What you need to do:
Print all entries below exactly, without images.

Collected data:
Segment Open

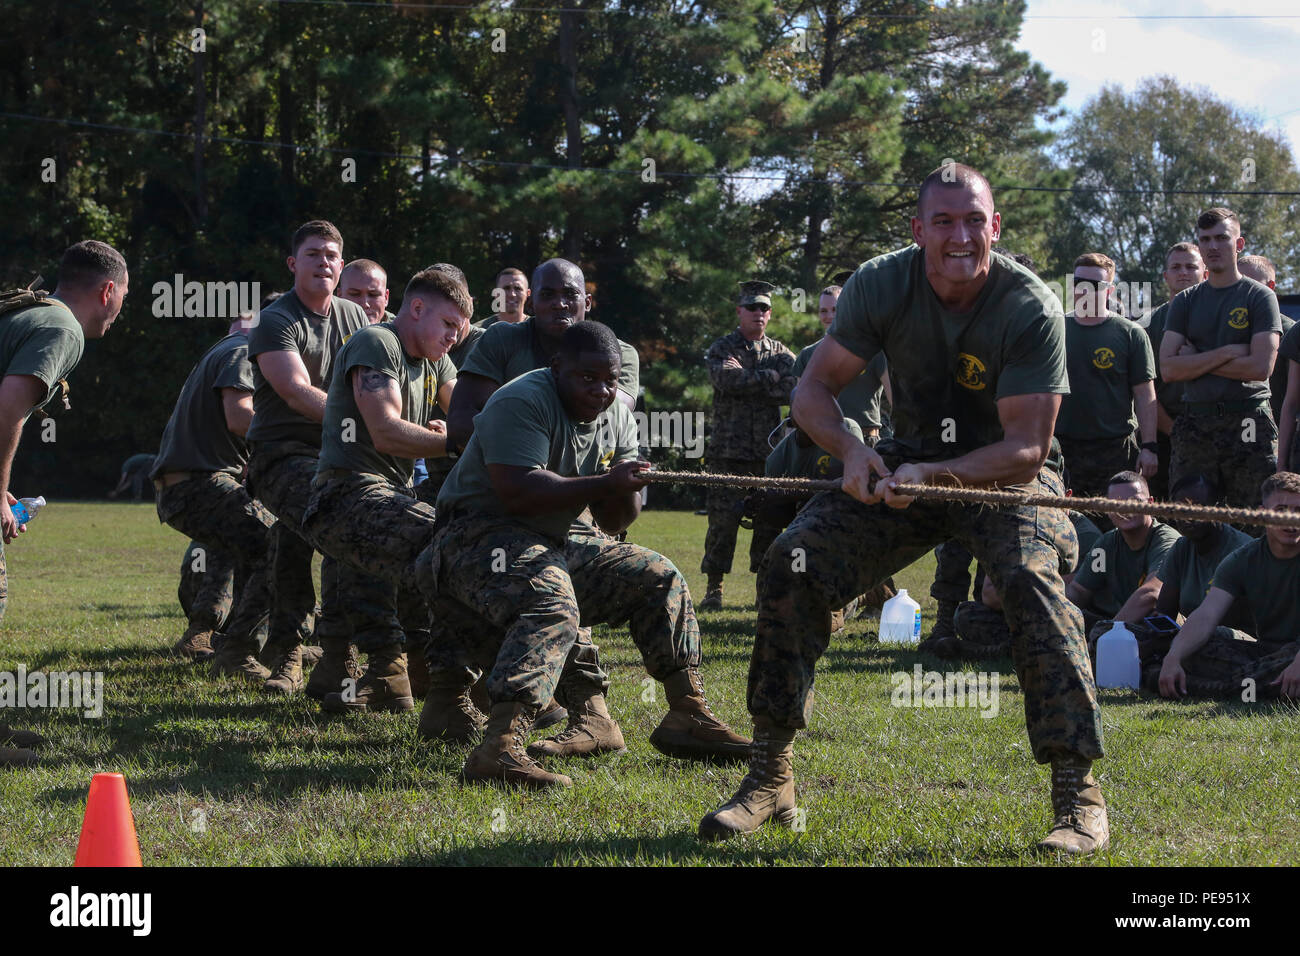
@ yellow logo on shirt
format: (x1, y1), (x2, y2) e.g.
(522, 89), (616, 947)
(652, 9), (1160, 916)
(816, 454), (831, 476)
(1092, 347), (1116, 370)
(955, 353), (987, 391)
(1228, 307), (1250, 330)
(600, 449), (615, 469)
(424, 372), (435, 396)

Segment Closed

Exercise output:
@ yellow logo on shirt
format: (x1, y1), (x2, y2) e.g.
(522, 89), (616, 947)
(652, 9), (1160, 916)
(816, 454), (831, 476)
(1092, 347), (1116, 370)
(955, 353), (987, 391)
(1228, 307), (1250, 330)
(600, 449), (615, 469)
(424, 372), (435, 396)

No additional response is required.